Locate every line in the records below that contains the string "chrome", and copy each of those lines. Case counts.

## START Supplied material

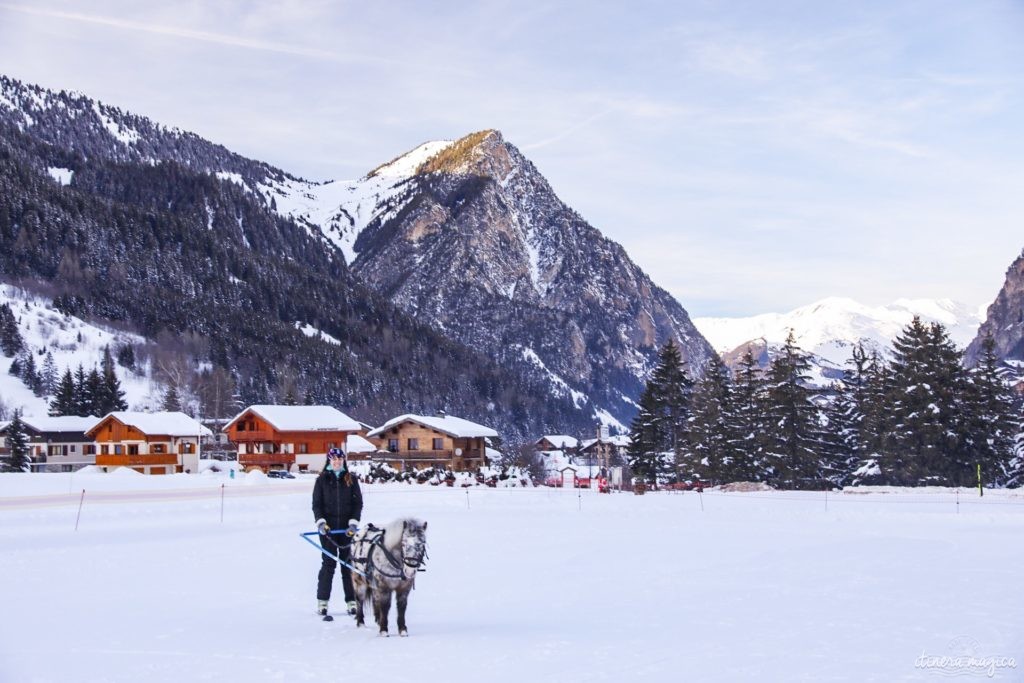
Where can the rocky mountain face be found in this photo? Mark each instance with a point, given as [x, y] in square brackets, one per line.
[120, 221]
[478, 245]
[828, 329]
[1005, 319]
[452, 276]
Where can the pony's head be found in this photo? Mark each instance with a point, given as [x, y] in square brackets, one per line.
[414, 542]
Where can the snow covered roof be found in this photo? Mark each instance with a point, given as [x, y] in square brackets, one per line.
[66, 423]
[171, 423]
[355, 443]
[302, 418]
[559, 440]
[621, 440]
[450, 425]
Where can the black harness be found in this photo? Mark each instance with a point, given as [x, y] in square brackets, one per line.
[373, 569]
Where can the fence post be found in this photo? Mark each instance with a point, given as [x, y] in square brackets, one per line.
[80, 503]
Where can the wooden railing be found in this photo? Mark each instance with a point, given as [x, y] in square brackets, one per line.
[265, 459]
[430, 455]
[133, 461]
[253, 435]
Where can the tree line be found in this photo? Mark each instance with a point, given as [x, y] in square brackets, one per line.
[918, 417]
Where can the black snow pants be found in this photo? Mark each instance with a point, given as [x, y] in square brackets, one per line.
[340, 547]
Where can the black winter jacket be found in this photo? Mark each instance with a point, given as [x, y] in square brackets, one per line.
[335, 501]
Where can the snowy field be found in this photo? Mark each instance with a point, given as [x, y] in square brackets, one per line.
[522, 585]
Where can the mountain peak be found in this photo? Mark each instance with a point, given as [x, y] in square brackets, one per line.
[482, 153]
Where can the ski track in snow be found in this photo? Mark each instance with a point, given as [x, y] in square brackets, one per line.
[521, 584]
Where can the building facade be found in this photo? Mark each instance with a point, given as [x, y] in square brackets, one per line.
[289, 436]
[417, 441]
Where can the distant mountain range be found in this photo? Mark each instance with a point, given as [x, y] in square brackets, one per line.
[451, 278]
[828, 330]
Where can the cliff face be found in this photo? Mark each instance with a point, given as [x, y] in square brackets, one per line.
[478, 244]
[1005, 321]
[550, 324]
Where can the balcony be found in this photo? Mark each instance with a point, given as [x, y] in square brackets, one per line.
[136, 461]
[265, 459]
[255, 435]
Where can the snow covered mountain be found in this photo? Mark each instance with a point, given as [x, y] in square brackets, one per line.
[828, 329]
[1004, 319]
[71, 342]
[456, 241]
[469, 237]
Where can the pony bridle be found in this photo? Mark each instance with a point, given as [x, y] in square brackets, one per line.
[415, 561]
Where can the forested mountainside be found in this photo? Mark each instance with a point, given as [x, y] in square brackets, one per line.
[477, 244]
[138, 230]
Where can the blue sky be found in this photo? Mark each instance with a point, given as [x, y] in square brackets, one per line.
[752, 157]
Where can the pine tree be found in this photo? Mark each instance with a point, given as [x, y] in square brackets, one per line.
[711, 433]
[11, 342]
[749, 422]
[646, 456]
[17, 444]
[925, 408]
[839, 455]
[30, 375]
[171, 399]
[92, 394]
[126, 356]
[48, 376]
[113, 398]
[675, 388]
[794, 432]
[992, 421]
[64, 397]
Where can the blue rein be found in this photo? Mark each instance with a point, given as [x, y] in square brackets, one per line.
[305, 536]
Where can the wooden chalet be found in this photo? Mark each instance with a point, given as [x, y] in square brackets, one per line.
[57, 443]
[162, 442]
[283, 436]
[605, 451]
[417, 441]
[562, 442]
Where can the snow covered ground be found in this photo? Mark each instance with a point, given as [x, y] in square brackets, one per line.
[522, 585]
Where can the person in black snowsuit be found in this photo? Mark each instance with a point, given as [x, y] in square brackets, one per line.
[337, 504]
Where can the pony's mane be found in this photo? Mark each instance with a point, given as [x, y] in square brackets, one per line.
[393, 531]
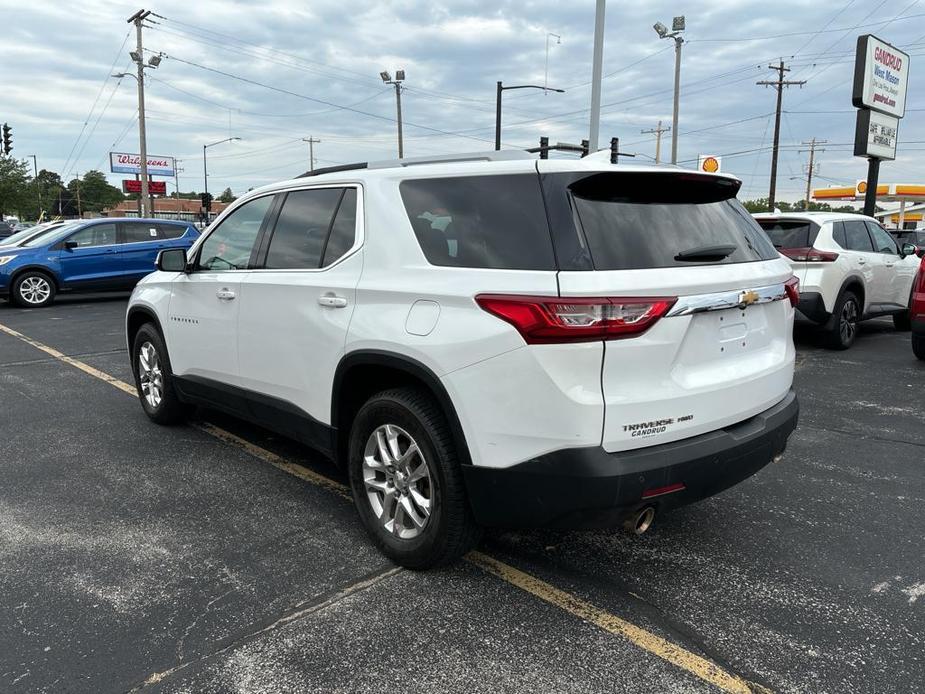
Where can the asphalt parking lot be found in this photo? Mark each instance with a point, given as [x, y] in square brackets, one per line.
[216, 557]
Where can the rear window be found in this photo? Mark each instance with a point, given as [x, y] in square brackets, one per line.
[786, 233]
[480, 221]
[632, 221]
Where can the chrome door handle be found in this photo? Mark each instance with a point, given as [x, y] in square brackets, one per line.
[332, 301]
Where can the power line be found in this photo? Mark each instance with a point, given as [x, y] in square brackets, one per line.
[321, 101]
[96, 100]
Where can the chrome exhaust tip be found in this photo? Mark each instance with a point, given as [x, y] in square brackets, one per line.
[640, 521]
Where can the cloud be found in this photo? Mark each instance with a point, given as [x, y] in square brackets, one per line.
[325, 52]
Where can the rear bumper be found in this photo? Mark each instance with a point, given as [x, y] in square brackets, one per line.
[590, 488]
[813, 308]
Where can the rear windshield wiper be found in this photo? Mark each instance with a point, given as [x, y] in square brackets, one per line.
[706, 253]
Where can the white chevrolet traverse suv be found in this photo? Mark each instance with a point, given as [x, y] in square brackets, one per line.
[494, 340]
[850, 269]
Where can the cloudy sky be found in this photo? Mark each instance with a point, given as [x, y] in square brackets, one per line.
[278, 71]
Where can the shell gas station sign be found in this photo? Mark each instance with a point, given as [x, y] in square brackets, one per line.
[709, 163]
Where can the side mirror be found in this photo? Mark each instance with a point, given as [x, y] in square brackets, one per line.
[171, 260]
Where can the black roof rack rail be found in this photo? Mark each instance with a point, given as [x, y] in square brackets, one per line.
[334, 169]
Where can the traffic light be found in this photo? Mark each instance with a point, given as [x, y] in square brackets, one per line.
[7, 139]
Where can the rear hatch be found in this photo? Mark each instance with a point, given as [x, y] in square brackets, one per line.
[723, 350]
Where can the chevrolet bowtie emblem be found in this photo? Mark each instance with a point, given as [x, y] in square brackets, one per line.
[747, 298]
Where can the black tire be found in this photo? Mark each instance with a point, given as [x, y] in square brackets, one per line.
[843, 330]
[168, 409]
[450, 529]
[918, 346]
[33, 289]
[902, 321]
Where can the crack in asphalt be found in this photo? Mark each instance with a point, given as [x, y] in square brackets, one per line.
[297, 612]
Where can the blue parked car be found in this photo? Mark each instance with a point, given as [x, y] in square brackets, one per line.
[88, 256]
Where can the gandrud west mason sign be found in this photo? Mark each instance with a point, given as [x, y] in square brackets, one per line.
[881, 78]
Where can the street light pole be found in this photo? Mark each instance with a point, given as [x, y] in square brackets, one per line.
[677, 26]
[678, 40]
[596, 76]
[546, 69]
[205, 168]
[500, 89]
[138, 57]
[399, 78]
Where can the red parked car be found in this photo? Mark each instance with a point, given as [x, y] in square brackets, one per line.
[917, 312]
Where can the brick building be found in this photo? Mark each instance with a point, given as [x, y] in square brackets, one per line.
[167, 208]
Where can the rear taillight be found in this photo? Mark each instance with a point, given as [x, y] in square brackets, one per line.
[809, 255]
[549, 319]
[792, 286]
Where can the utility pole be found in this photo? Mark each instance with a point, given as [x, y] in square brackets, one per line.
[138, 57]
[658, 138]
[597, 69]
[176, 176]
[399, 78]
[35, 177]
[779, 85]
[312, 142]
[809, 173]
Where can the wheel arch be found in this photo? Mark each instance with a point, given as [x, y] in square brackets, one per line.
[135, 318]
[363, 373]
[45, 270]
[855, 284]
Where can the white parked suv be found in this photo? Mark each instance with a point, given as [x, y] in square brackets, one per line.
[850, 269]
[494, 340]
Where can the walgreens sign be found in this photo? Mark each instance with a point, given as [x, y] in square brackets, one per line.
[122, 162]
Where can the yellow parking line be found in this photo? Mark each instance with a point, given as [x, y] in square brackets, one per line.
[678, 656]
[60, 356]
[646, 640]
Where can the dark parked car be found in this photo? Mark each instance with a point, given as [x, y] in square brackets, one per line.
[97, 255]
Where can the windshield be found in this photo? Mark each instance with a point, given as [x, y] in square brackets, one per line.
[52, 235]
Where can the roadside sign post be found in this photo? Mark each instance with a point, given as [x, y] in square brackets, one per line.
[881, 77]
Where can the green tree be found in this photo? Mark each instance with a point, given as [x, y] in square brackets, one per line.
[95, 192]
[14, 185]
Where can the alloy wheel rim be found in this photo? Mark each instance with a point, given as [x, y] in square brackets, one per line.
[150, 375]
[849, 321]
[398, 482]
[34, 290]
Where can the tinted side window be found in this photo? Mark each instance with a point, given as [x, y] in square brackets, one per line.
[883, 242]
[229, 246]
[790, 234]
[302, 229]
[857, 237]
[96, 235]
[480, 221]
[838, 233]
[343, 233]
[137, 232]
[170, 231]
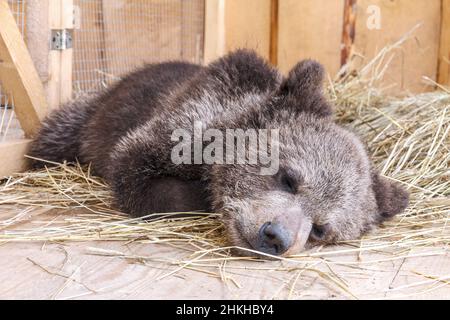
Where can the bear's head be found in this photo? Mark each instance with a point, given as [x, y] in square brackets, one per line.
[326, 189]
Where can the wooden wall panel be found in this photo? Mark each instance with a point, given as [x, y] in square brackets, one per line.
[418, 56]
[310, 29]
[140, 31]
[233, 24]
[19, 76]
[248, 25]
[444, 50]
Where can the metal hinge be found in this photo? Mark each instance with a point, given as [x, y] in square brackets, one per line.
[62, 39]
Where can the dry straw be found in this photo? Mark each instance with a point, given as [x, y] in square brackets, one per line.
[409, 142]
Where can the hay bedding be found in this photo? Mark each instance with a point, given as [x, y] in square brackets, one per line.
[409, 141]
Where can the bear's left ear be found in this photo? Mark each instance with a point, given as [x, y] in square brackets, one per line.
[391, 198]
[303, 89]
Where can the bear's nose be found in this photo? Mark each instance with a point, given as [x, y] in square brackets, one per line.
[273, 239]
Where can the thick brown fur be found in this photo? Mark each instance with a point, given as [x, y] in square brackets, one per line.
[333, 191]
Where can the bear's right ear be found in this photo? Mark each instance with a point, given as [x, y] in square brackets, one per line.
[303, 89]
[391, 198]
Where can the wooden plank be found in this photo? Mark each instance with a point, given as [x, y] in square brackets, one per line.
[12, 159]
[310, 29]
[274, 15]
[192, 29]
[132, 38]
[59, 86]
[37, 36]
[214, 45]
[418, 56]
[67, 22]
[248, 25]
[348, 33]
[89, 39]
[444, 48]
[18, 74]
[54, 57]
[233, 24]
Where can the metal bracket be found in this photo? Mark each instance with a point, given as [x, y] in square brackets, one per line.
[62, 39]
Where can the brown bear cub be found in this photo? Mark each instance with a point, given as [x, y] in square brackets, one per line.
[324, 189]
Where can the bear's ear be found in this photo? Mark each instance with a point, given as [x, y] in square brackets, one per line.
[303, 89]
[391, 198]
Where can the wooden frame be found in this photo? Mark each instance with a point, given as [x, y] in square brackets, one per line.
[232, 24]
[444, 47]
[20, 78]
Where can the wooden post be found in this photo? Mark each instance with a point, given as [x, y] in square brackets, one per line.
[273, 55]
[18, 74]
[214, 46]
[59, 85]
[444, 48]
[232, 24]
[348, 32]
[12, 160]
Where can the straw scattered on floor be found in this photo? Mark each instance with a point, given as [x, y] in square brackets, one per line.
[409, 142]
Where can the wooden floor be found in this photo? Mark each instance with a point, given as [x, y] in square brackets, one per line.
[73, 271]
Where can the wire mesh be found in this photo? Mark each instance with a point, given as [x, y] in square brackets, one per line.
[9, 125]
[114, 37]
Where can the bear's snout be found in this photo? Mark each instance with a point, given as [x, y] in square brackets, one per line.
[274, 239]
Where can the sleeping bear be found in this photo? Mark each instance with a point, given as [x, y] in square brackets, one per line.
[324, 188]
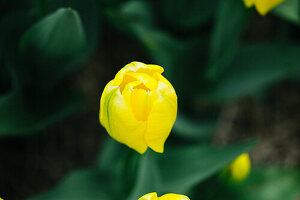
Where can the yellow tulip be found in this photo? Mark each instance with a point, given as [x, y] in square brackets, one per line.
[138, 107]
[153, 196]
[240, 168]
[263, 6]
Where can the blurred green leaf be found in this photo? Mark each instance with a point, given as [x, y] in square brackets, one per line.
[53, 46]
[271, 183]
[255, 68]
[120, 162]
[289, 10]
[26, 113]
[193, 130]
[79, 185]
[184, 167]
[227, 30]
[90, 16]
[187, 15]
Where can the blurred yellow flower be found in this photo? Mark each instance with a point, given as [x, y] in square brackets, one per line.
[153, 196]
[139, 107]
[263, 6]
[240, 168]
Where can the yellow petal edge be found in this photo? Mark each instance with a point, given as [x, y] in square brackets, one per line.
[263, 6]
[170, 196]
[139, 107]
[240, 167]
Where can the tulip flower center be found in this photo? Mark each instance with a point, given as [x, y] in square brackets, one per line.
[142, 87]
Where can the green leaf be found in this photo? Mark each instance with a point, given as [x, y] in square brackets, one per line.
[272, 183]
[255, 68]
[54, 46]
[148, 177]
[183, 167]
[288, 10]
[183, 15]
[226, 33]
[79, 185]
[26, 113]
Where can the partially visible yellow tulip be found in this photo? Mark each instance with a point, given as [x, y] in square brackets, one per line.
[240, 168]
[138, 107]
[263, 6]
[153, 196]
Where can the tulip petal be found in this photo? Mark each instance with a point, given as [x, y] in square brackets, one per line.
[150, 196]
[122, 124]
[141, 102]
[162, 117]
[173, 197]
[108, 91]
[249, 3]
[264, 6]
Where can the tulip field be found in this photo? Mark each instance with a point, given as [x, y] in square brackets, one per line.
[150, 100]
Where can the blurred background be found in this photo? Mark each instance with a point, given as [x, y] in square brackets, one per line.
[236, 74]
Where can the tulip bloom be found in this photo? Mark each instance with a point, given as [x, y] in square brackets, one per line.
[153, 196]
[138, 107]
[263, 6]
[240, 168]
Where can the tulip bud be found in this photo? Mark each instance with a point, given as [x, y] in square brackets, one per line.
[263, 6]
[138, 107]
[239, 169]
[153, 196]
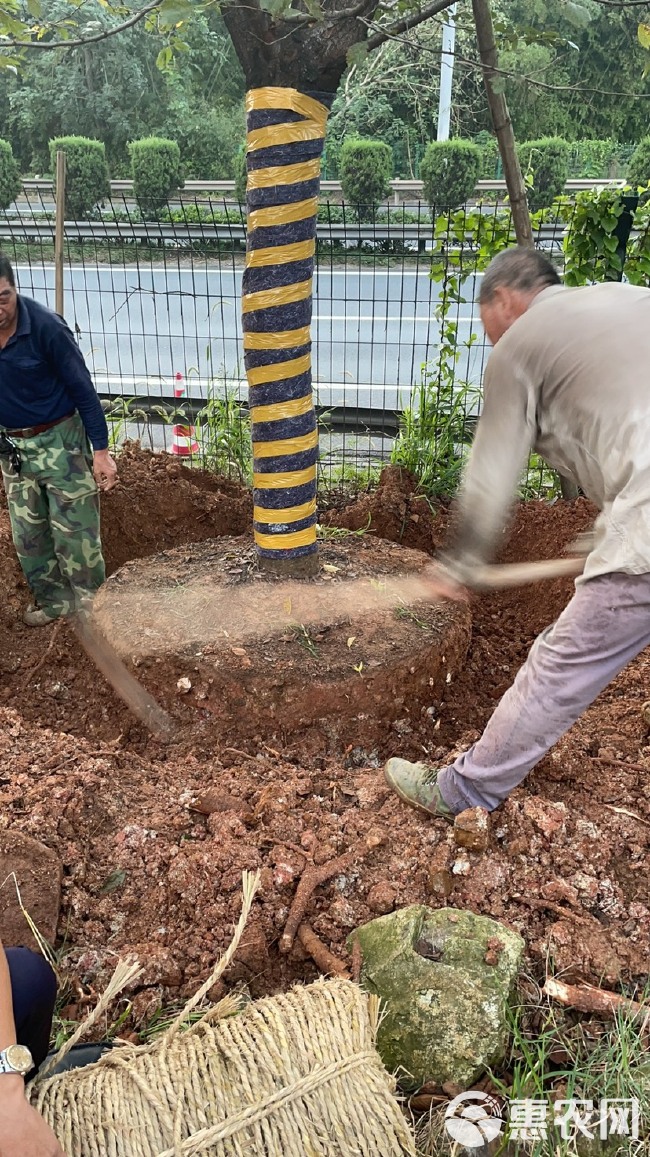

## END Supplied material

● Worked answer:
Where can the chrome door handle be found in this photo? Mark each instance with a point, given as [x, y] in square brackets, one per line.
Where can the chrome exhaust tip be found in this photo? Mark each instance with a point, given as [x, y] in square brackets, one per line.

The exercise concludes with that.